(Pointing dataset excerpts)
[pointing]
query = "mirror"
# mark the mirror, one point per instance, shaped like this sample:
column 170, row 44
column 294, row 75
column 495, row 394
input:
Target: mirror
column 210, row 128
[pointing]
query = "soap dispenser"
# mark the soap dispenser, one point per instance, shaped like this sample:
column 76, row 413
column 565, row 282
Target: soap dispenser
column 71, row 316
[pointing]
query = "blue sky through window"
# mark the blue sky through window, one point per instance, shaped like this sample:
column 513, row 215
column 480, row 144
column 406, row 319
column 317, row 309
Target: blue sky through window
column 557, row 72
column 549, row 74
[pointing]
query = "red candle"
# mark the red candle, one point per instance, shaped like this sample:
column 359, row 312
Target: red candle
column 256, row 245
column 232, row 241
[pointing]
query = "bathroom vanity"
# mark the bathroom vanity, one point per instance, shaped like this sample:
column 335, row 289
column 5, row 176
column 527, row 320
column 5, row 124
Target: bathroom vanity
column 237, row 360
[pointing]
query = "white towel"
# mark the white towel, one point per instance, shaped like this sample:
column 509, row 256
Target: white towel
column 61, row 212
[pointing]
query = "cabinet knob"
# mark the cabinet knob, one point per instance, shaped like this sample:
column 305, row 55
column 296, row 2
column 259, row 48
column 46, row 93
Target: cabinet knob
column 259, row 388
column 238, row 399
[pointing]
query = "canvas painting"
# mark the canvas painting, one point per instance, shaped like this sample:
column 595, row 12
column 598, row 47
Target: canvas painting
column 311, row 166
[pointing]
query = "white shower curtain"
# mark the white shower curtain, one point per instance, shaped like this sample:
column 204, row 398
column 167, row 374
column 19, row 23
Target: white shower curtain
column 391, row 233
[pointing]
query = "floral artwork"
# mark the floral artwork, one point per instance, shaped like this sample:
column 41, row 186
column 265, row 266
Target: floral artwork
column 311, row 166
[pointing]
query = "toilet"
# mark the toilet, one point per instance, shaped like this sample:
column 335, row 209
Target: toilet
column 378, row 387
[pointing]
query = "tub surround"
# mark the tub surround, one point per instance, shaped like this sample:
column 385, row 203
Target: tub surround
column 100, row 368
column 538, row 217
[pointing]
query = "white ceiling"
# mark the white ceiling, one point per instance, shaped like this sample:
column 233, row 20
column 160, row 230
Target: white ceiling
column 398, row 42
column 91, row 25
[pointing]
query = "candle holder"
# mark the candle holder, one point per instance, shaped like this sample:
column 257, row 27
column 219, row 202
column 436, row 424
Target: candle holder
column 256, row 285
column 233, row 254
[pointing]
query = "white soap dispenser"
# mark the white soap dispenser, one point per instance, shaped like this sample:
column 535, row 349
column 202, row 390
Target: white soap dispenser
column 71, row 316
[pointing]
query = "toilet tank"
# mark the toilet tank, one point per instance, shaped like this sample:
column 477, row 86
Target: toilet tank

Set task →
Express the items, from their first line through the line containing "column 549, row 74", as a Markdown table with the columns No. and Line text. Give one numbered row per line and leave out blank lines.

Answer in full →
| No. | Line text |
|---|---|
| 1 | [pointing] |
| 2 | query = "mirror" |
| 3 | # mark the mirror, one point per instance, shaped like this sample: |
| 4 | column 170, row 44 |
| 5 | column 294, row 75 |
| 6 | column 495, row 394 |
| 7 | input: |
| 8 | Target: mirror |
| 9 | column 210, row 128 |
| 10 | [pointing] |
| 11 | query = "soap dispenser" |
| 12 | # mark the soap dispenser, one point per instance, shaped like this sample: |
| 13 | column 76, row 413 |
| 14 | column 565, row 282 |
| 15 | Target: soap dispenser |
| 16 | column 71, row 316 |
| 17 | [pointing] |
| 18 | query = "blue sky through window" |
| 19 | # mark the blue sky through window, one point per instance, shaped like this sample: |
| 20 | column 513, row 215 |
| 21 | column 480, row 144 |
| 22 | column 406, row 319 |
| 23 | column 317, row 309 |
| 24 | Target: blue sky through window |
| 25 | column 557, row 72 |
| 26 | column 549, row 74 |